PROVIDED PASSAGE:
*-*-*

Re: [Qemu-devel] [PATCH 2/2] Add monitor command mem-nodes

From: Eduardo Habkost <ehabkost@redhat.com>
To: Wanlong Gao <gaowanlong@cn.fujitsu.com>
Cc: pbonzini@redhat.com, aliguori@us.ibm.com, qemu-devel@nongnu.org,
	andre.przywara@amd.com
Subject: Re: [Qemu-devel] [PATCH 2/2] Add monitor command mem-nodes
Date: Thu, 13 Jun 2013 09:50:19 -0300	[thread overview]
Message-ID: <20130613125019.GI2895@otherpad.lan.raisama.net> (raw)
In-Reply-To: <51B922FE.8090109@cn.fujitsu.com>

On Thu, Jun 13, 2013 at 09:40:14AM +0800, Wanlong Gao wrote:
> On 06/11/2013 09:40 PM, Eduardo Habkost wrote:
> > On Tue, Jun 11, 2013 at 03:22:13PM +0800, Wanlong Gao wrote:
> >> On 06/05/2013 09:46 PM, Eduardo Habkost wrote:
> >>> On Wed, Jun 05, 2013 at 11:58:25AM +0800, Wanlong Gao wrote:
> >>>> Add monitor command mem-nodes to show the huge mapped
> >>>> memory nodes locations.
> >>>>
> >>>
> >>> This is for machine consumption, so we need a QMP command.
> >>>
> >>>> (qemu) info mem-nodes
> >>>> /proc/14132/fd/13: 00002aaaaac00000-00002aaaeac00000: node0
> >>>> /proc/14132/fd/13: 00002aaaeac00000-00002aab2ac00000: node1
> >>>> /proc/14132/fd/14: 00002aab2ac00000-00002aab2b000000: node0
> >>>> /proc/14132/fd/14: 00002aab2b000000-00002aab2b400000: node1
> >>>
> >>> Are node0/node1 _host_ nodes?
> >>>
> >>> How do I know what's the _guest_ address/node corresponding to each
> >>> file/range above?
> >>>
> >>> What I am really looking for is:
> >>>
> >>>  * The correspondence between guest (virtual) NUMA nodes and guest
> >>>    physical address ranges (it could be provided by the QMP version of
> >>>    "info numa")
> >>
> >> AFAIK, the guest NUMA nodes and guest physical address ranges are set
> >> by seabios, we can't get this information from QEMU,
> > 
> > QEMU _has_ to know about it, otherwise we would never be able to know
> > which virtual addresses inside the QEMU process (or offsets inside the
> > backing files) belong to which virtual NUMA node.
> 
> Nope, if I'm right, actually it's linear except that there are holes in
> the physical address spaces. So we can know which node the guest virtual
> address is included just by each numa node size.

*-*-*

DATASET CONTENT:
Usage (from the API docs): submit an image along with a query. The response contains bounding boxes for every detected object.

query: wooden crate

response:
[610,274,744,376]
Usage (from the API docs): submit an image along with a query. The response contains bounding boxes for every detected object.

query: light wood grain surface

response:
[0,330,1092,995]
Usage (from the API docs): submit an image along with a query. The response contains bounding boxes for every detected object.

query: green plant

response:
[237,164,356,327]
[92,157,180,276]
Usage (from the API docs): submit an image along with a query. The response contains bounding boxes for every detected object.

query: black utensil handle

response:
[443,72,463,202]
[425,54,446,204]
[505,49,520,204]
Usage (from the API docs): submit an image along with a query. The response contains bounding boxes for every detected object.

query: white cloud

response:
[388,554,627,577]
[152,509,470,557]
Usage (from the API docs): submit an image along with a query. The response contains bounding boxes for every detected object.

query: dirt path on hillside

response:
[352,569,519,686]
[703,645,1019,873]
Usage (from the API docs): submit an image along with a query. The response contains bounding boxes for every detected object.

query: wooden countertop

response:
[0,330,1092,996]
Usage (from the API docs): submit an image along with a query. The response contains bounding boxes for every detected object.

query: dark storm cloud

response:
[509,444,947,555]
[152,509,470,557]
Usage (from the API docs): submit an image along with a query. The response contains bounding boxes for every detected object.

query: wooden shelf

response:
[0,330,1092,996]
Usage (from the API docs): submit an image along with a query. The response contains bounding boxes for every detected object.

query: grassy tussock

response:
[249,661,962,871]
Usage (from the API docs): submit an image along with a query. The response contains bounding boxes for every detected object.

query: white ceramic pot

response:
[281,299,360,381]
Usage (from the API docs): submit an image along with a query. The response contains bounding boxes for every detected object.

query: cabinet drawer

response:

*-*-*

STATED EXERCISE 1: Can you set down, word for word, the stretch of the mem-nodes thread from "In-Reply-To: <51B922FE.8090109@cn.fujitsu.com>" through "memory nodes locations."?
STATED EXERCISE 2: Could you resume the mem-nodes thread from its last line, carrying the discussion forward?

RESULT 1:
In-Reply-To: <51B922FE.8090109@cn.fujitsu.com>

On Thu, Jun 13, 2013 at 09:40:14AM +0800, Wanlong Gao wrote:
> On 06/11/2013 09:40 PM, Eduardo Habkost wrote:
> > On Tue, Jun 11, 2013 at 03:22:13PM +0800, Wanlong Gao wrote:
> >> On 06/05/2013 09:46 PM, Eduardo Habkost wrote:
> >>> On Wed, Jun 05, 2013 at 11:58:25AM +0800, Wanlong Gao wrote:
> >>>> Add monitor command mem-nodes to show the huge mapped
> >>>> memory nodes locations.

RESULT 2:
You are just describing a way to accomplish the item I asked about
above: finding out the correspondence between guest physical addresses
and NUMA nodes.  :)

(But I would prefer to have something more explicit in the QMP interface
instead of something implicit that assumes a predefined binding)

> It's enough for us if we
> can provide a QMP interface from QEMU to let external tools like libvirt
> set the host memory binding polices according to the QMP interface, and
> we can also provide the QEMU command line option to be able to set host
> bindings through command line options before we start QEMU process.

And how would you identify memory regions through this memory binding
QMP interface, if not by guest physical addresses?

> 
> > 
> > (After all, the NUMA wiring is a hardware feature, not something that
> > the BIOS can decide)
> 
> But this is ACPI table which wrote by seabios now. AFAIK, there is no
> unified idea about moving this part to QEMU with the QEMU interfaces
> for seabios removed or just stay it there.

It doesn't matter who writes the ACPI table. QEMU must always know on
which virtual NUMA node each memory region is located.

> > 
> >> and I think this
> >> information is useless for pinning memory range to host.
> > 
> > Well, we have to somehow identify each region of guest memory when
> > deciding how to pin it. How would you identify it without using guest
> > physical addresses? Guest physical addresses are more meaningful than
> > the QEMU virtual addresses your patch exposes (that are meaningless
> > outside QEMU).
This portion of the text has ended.